→ WHAT THE TASK ASKS:
Quote the lines from the line holding "of the cupcake." to the very end of the listing, exactly, and no others.
★ ★ ★
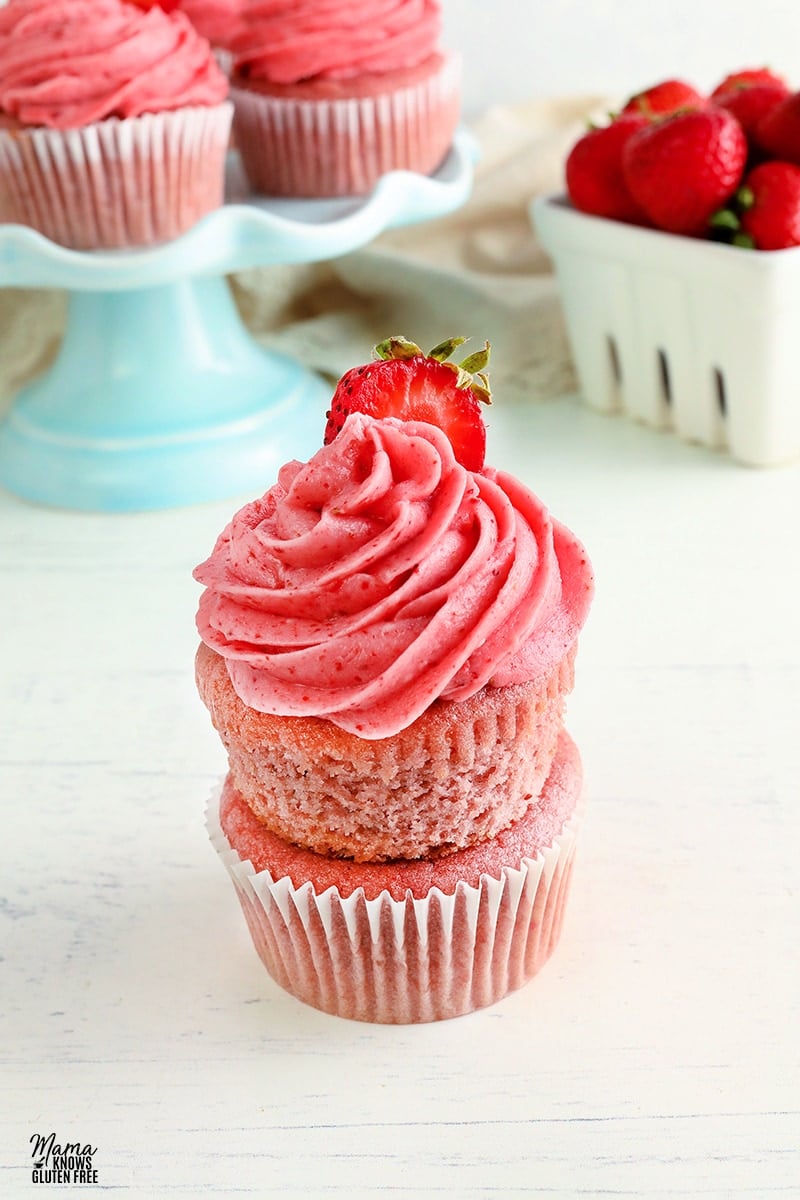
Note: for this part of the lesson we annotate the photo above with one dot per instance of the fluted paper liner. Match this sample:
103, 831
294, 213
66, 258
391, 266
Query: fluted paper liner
411, 960
296, 147
118, 183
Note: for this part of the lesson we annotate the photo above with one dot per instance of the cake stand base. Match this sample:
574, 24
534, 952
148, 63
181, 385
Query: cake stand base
160, 395
205, 413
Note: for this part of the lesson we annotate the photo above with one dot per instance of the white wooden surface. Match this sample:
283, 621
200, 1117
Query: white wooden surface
656, 1055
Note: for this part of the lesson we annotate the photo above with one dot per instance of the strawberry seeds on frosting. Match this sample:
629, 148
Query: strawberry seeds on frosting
66, 64
287, 41
382, 576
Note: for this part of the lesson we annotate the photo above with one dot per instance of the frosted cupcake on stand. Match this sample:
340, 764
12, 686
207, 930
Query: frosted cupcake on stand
114, 123
330, 96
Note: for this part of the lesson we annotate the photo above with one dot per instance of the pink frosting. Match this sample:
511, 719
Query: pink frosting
220, 21
66, 64
383, 575
286, 41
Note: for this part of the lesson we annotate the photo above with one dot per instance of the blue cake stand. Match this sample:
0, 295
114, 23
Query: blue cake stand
160, 396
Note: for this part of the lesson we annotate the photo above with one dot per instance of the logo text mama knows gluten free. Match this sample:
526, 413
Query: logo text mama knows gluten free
70, 1163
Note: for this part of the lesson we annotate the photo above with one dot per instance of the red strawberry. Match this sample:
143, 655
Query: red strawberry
415, 387
752, 77
594, 171
683, 168
770, 203
779, 131
665, 97
750, 103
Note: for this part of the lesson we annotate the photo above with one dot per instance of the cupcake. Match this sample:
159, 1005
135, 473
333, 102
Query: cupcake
220, 22
388, 640
114, 123
331, 96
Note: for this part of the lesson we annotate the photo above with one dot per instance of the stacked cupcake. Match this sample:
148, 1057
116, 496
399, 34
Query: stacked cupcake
330, 96
114, 123
388, 639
★ ★ ★
→ COMPLETE RESPONSE:
Note: for this part of the lesson we annotate the photo above with one dot per instance of the cupcake. Match this sample:
159, 1005
135, 473
333, 102
Query: cupcake
220, 22
388, 640
114, 123
331, 96
Note: for this part of the lesson we annotate the photo above with one dot per instance of the stacked cupcake. Match this sample:
148, 1057
116, 496
399, 34
Query: stacked cupcake
330, 96
114, 123
388, 639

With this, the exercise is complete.